* **Written request 1**:
Reproduce the zfp excerpt word for word, everything from "The zfp unit" down to "time via ZFP_ROUNDING_MODE.".
* **Written request 2**:
Answer these about the zfp excerpt:
(a) For which word size were the zfp unit tests designed?
(b) Which rounding mode is the default?
(c) In which compression modes is ZFP_ROUND_FIRST available?

* **Document extract**:
On big-endian platforms, it is not possible to ensure portability unless the word size is 8 bits. Thus, for full portability when compressed data is exchanged between different platforms, we suggest using 8-bit words.

Testing

The zfp unit tests have been designed only for the default 64-bit word size. Thus, most tests will fail if a smaller word size is used. We plan to address this shortcoming in the near future.

Rounding Mode

In zfp’s lossy compression modes, quantization is usually employed to discard some number of least significant bits of transform coefficients. By default, such bits are simply replaced with zeros, which is analogous to truncation, or rounding towards zero. (Because zfp represents coefficients in negabinary, or base minus two, the actual effect of such truncation is more complicated.) The net effect is that compression errors are usually biased in one direction or another, and this bias further depends on a value’s location within a block (see FAQ #30). To mitigate this bias, other rounding modes can be selected at compile time via ZFP_ROUNDING_MODE.

Supported Rounding Modes

As of zfp 1.0.0, the following three rounding modes are available:

ZFP_ROUND_NEVER

This is the default rounding mode, which simply zeros trailing bits analogous to truncation, as described above.

ZFP_ROUND_FIRST

This mode applies rounding during compression by first offsetting values by an amount proportional to the quantization step before truncation, causing errors to cancel on average. This rounding mode is essentially a form of mid-tread quantization.

Although this is the preferred rounding mode as far as error bias cancellation is concerned, it relies on knowing in advance the precision of each coefficient and is available only in fixed-precision and -accuracy compression modes.

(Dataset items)
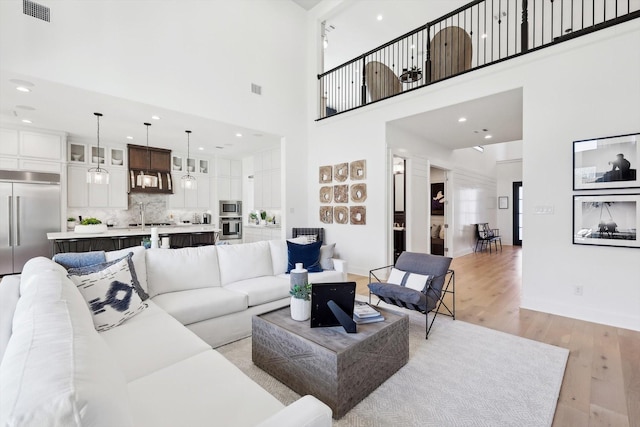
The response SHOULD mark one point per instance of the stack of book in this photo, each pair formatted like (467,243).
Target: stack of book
(364,313)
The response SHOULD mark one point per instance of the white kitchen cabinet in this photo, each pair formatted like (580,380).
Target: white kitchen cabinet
(235,191)
(258,234)
(82,195)
(224,188)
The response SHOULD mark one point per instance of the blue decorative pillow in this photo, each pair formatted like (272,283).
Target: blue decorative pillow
(111,290)
(79,259)
(308,255)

* **Full solution 1**:
The zfp unit tests have been designed only for the default 64-bit word size. Thus, most tests will fail if a smaller word size is used. We plan to address this shortcoming in the near future.

Rounding Mode

In zfp’s lossy compression modes, quantization is usually employed to discard some number of least significant bits of transform coefficients. By default, such bits are simply replaced with zeros, which is analogous to truncation, or rounding towards zero. (Because zfp represents coefficients in negabinary, or base minus two, the actual effect of such truncation is more complicated.) The net effect is that compression errors are usually biased in one direction or another, and this bias further depends on a value’s location within a block (see FAQ #30). To mitigate this bias, other rounding modes can be selected at compile time via ZFP_ROUNDING_MODE.

* **Full solution 2**:
(a) The default 64-bit word size.
(b) ZFP_ROUND_NEVER.
(c) Fixed-precision and fixed-accuracy compression modes.